What you will do: Reproduce only the lines from the line containing "175, row 0." to the end of the entries below, including both of those lines.

Listed entries:
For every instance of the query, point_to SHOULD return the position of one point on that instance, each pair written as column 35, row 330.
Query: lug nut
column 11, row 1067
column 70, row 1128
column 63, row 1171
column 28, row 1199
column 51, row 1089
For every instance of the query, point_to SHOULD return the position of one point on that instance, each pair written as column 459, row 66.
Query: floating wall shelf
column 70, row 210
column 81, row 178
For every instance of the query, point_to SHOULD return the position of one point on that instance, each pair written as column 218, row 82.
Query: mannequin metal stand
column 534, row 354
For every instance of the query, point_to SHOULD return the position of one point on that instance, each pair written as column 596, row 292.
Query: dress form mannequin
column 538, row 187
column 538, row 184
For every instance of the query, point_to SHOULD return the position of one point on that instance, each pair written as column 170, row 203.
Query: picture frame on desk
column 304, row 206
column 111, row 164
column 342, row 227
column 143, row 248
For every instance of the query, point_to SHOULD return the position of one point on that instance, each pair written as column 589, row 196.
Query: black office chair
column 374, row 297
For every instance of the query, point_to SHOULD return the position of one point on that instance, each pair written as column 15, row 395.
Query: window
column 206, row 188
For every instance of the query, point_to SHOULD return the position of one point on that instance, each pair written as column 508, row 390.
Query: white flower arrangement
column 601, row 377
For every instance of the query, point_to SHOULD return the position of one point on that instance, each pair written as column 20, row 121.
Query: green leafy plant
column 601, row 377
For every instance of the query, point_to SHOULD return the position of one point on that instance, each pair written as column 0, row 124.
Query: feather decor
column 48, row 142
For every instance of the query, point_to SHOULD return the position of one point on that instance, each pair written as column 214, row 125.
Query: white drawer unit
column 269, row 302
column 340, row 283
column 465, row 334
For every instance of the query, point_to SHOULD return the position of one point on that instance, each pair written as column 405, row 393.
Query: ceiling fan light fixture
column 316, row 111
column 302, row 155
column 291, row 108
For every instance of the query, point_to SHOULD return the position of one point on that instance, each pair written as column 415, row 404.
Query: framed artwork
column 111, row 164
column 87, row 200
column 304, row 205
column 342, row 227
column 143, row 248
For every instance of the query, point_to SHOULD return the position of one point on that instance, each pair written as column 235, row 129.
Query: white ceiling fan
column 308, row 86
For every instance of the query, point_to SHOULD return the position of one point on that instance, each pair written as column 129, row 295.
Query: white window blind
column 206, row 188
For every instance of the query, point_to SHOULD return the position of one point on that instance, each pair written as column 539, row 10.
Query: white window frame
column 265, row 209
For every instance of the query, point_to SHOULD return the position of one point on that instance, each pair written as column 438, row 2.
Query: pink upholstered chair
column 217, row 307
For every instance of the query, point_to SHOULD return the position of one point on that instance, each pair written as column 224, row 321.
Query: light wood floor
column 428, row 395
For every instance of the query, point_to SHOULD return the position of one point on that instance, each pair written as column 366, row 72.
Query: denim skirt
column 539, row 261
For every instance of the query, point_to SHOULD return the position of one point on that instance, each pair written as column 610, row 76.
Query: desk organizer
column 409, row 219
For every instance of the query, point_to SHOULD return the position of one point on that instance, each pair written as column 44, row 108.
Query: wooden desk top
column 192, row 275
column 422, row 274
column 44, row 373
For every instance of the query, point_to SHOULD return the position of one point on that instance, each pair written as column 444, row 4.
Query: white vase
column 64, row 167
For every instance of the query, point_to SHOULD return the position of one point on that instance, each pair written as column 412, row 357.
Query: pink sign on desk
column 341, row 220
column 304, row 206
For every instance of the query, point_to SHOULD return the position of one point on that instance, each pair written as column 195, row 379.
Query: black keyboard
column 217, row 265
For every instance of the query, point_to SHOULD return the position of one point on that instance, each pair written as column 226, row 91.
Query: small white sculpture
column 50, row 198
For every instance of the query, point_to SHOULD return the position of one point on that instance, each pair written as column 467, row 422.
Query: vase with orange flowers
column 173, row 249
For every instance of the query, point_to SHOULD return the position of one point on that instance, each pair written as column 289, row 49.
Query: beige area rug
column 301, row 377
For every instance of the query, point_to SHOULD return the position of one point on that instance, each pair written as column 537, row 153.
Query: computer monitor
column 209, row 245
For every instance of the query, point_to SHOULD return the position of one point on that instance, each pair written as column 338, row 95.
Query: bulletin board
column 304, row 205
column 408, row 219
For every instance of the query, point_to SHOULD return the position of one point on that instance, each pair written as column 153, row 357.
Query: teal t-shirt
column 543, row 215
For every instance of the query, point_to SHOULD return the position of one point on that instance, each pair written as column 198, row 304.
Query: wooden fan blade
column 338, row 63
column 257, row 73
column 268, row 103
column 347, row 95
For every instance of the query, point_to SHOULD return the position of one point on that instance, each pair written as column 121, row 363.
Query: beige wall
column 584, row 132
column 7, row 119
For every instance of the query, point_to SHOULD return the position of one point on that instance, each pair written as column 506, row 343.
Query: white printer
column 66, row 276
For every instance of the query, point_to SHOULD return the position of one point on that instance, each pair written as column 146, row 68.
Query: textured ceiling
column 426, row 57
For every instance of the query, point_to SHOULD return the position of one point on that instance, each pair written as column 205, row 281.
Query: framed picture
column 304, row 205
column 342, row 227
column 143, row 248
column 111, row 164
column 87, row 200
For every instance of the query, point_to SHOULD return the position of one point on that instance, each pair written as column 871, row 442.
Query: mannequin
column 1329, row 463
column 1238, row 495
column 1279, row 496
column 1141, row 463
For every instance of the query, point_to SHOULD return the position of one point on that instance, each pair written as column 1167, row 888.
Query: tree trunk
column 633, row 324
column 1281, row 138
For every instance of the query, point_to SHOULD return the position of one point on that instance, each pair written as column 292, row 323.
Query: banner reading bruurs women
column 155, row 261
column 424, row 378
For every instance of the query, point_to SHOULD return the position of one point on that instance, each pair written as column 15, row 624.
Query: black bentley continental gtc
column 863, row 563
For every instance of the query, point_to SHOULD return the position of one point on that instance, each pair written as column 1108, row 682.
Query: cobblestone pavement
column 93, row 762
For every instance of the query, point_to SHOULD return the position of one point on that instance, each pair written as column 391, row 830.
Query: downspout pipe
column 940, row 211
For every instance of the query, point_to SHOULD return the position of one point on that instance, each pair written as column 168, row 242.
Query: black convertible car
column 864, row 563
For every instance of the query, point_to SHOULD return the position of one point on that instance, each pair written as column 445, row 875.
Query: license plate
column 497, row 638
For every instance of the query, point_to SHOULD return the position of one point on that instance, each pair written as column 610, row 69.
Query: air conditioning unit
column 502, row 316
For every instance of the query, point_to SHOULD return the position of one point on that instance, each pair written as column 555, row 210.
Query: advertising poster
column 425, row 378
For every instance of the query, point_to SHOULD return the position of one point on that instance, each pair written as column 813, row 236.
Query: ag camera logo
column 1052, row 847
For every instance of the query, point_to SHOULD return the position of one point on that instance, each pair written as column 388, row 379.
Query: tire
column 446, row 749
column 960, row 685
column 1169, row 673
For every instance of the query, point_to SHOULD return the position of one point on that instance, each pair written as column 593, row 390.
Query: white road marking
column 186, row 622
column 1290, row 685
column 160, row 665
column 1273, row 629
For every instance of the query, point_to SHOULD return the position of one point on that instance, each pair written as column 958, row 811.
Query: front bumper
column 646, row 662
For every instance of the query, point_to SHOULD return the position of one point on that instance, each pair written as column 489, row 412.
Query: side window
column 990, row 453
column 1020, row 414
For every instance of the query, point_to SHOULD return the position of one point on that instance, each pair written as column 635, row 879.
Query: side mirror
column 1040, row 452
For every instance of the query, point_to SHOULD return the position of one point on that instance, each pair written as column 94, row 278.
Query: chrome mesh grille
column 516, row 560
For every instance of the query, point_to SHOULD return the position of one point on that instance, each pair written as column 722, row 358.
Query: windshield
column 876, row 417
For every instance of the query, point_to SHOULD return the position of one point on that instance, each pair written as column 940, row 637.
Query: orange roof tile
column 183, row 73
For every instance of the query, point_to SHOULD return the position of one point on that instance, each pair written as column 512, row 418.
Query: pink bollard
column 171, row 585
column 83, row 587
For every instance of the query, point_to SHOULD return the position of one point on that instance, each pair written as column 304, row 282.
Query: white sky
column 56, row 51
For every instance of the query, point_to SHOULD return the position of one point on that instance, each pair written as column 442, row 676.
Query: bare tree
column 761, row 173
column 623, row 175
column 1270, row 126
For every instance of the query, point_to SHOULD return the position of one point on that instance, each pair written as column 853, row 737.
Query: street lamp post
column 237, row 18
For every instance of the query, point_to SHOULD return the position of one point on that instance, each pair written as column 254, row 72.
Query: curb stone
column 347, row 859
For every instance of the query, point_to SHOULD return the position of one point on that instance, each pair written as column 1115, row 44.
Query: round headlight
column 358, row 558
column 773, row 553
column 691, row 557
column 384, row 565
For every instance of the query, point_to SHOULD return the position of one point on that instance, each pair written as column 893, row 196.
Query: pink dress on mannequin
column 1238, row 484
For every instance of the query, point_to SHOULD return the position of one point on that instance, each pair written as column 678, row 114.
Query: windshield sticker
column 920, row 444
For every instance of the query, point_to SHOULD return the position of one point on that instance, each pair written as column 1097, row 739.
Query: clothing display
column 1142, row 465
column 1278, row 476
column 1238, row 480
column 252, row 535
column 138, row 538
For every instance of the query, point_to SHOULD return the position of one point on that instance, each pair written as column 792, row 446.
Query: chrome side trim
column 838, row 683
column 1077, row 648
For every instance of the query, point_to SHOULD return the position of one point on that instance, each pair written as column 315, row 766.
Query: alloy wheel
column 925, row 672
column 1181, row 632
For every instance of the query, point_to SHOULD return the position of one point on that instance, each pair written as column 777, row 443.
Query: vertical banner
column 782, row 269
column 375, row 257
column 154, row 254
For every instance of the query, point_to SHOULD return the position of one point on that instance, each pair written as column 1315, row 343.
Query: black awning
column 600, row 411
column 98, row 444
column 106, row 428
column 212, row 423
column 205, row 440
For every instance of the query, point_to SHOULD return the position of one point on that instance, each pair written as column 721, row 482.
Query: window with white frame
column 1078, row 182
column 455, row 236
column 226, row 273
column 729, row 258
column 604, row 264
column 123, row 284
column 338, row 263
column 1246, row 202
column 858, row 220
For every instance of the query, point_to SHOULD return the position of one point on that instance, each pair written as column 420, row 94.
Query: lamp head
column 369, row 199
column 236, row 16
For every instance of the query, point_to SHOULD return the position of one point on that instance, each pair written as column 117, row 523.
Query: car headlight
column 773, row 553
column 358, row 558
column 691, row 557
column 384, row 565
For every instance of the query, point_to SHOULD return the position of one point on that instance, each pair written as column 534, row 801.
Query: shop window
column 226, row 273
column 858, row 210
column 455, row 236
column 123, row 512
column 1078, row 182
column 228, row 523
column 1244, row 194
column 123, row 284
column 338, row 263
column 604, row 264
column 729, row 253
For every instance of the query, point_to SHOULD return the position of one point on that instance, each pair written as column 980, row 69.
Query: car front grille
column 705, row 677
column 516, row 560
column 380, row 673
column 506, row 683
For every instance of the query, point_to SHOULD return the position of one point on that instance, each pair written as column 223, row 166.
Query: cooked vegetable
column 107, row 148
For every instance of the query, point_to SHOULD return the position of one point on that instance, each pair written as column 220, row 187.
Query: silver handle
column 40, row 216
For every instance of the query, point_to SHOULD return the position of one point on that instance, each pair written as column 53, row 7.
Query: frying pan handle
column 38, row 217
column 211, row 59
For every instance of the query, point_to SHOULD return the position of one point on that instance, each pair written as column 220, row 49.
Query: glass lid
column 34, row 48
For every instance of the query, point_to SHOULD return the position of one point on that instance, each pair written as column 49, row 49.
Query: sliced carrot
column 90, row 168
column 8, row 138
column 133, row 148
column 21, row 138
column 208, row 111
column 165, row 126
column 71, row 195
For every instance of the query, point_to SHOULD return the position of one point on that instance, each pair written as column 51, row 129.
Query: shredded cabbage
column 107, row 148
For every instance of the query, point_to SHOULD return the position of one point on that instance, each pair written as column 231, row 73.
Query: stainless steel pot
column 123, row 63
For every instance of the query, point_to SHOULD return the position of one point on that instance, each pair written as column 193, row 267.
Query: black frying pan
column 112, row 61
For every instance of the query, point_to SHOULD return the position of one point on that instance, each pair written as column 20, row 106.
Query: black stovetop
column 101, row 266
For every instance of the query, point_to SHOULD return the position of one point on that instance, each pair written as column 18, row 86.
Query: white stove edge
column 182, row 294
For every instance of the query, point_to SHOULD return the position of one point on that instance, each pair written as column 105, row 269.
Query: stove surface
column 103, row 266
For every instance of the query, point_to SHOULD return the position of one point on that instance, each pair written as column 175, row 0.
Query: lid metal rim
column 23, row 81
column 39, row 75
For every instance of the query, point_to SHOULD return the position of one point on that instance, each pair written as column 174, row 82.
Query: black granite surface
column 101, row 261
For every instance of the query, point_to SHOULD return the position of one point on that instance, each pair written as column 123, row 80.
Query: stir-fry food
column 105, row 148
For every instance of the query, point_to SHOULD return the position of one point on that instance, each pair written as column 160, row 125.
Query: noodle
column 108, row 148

Answer below:
For every instance of the query, point_to SHOULD return the position of one point on that instance, each pair written as column 175, row 0.
Query: lid metal rim
column 23, row 81
column 39, row 75
For every instance of the query, point_to SHOULD return the position of one point on that instance, each pair written as column 174, row 82.
Query: black granite surface
column 101, row 261
For every instance of the query, point_to SHOULD return the position of one point on that instance, each pair written as column 123, row 80.
Query: stir-fry food
column 105, row 148
For every instance of the query, point_to SHOULD return the position of one point on that instance, each pair written as column 160, row 125.
Query: noodle
column 108, row 148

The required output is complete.